What you need to do -> Copy every one of the following records word for word.

Given records ->
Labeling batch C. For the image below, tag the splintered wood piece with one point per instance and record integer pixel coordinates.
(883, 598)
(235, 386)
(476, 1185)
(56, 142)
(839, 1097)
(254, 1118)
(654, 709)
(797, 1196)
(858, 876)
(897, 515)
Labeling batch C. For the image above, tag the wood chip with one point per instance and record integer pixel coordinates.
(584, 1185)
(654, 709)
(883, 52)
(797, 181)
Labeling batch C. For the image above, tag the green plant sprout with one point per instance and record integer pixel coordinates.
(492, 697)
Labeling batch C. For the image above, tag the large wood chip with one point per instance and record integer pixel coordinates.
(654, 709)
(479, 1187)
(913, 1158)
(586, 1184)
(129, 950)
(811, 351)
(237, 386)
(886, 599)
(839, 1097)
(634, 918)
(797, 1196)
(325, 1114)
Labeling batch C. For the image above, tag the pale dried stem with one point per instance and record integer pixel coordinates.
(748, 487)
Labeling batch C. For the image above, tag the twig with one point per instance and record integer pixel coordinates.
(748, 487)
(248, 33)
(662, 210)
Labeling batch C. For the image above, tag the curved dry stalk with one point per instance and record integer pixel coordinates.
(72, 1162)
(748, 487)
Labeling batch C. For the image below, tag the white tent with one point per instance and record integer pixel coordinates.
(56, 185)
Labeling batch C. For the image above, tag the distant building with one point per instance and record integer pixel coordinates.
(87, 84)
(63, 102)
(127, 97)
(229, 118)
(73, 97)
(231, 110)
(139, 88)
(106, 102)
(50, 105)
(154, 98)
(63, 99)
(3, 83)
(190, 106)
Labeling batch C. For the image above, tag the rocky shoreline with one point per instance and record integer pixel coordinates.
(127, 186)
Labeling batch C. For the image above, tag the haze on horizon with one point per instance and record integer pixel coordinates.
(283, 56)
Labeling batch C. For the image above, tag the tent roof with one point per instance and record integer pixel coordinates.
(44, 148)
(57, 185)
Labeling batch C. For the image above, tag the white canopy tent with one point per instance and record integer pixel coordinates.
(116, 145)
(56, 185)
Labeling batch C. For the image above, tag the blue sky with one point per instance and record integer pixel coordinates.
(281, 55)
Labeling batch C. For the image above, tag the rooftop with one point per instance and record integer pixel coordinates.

Solution ->
Labeling batch C. For the image below, tag the splintered wood piece with one point per instance and record integer pixel coordinates.
(883, 598)
(235, 386)
(476, 1185)
(56, 142)
(839, 1097)
(254, 1118)
(654, 709)
(797, 1196)
(858, 876)
(897, 515)
Labeling batch C. For the image above, tag the wood chip with one point per instance and record integer pixel coordinates.
(584, 1185)
(654, 709)
(883, 52)
(797, 181)
Labeling batch C. For the image above, tag the green plant sprout with one point per instance and record integer pixel coordinates.
(492, 697)
Labeling batch C. For the image above, tag the large wood chip with one point per instance and record integer pixel coordinates.
(654, 709)
(479, 1187)
(913, 1158)
(586, 1184)
(129, 950)
(811, 351)
(237, 386)
(886, 599)
(839, 1097)
(634, 918)
(797, 1196)
(325, 1114)
Labeling batch C. For the image above, tag the pale dried stem with one point per instance and record integer pixel coordinates.
(748, 487)
Labeling batch C. For the image above, tag the twig with one point per instance and record integer pixel coordinates.
(748, 487)
(248, 33)
(662, 210)
Labeling batch C. For the image above, tag the curved dry stalk with one point per instance and record integer pixel coordinates.
(72, 1162)
(748, 487)
Labeling batch C. For the image below, tag the white tent with one point per instance and record integer pixel coordinates.
(56, 185)
Labeling batch C. For the image above, tag the distant building with one point per instance and record integer pixel coordinates.
(87, 84)
(63, 102)
(127, 97)
(229, 118)
(73, 97)
(231, 110)
(139, 88)
(106, 102)
(50, 105)
(154, 98)
(63, 99)
(3, 83)
(190, 106)
Labeling batch C. For the image above, tag the rocky shoreline with one point per instance and record integer pixel coordinates.
(127, 186)
Labeling batch C. For the image above, tag the haze on horizon with one point per instance and record integer pixel coordinates.
(283, 56)
Labeling batch C. For the image above, tag the tent roof with one point per instance and record integer pixel coordinates.
(44, 148)
(57, 185)
Labeling batch C. For the image above, tag the white canopy tent with one point per instance and record integer pixel coordinates.
(116, 145)
(56, 185)
Labeling batch C. For the image above, tag the blue sky with one point per instance and record integer pixel coordinates.
(281, 55)
Labeling batch C. For the image above, tag the rooftop with one point per instance and record integer pixel coordinates.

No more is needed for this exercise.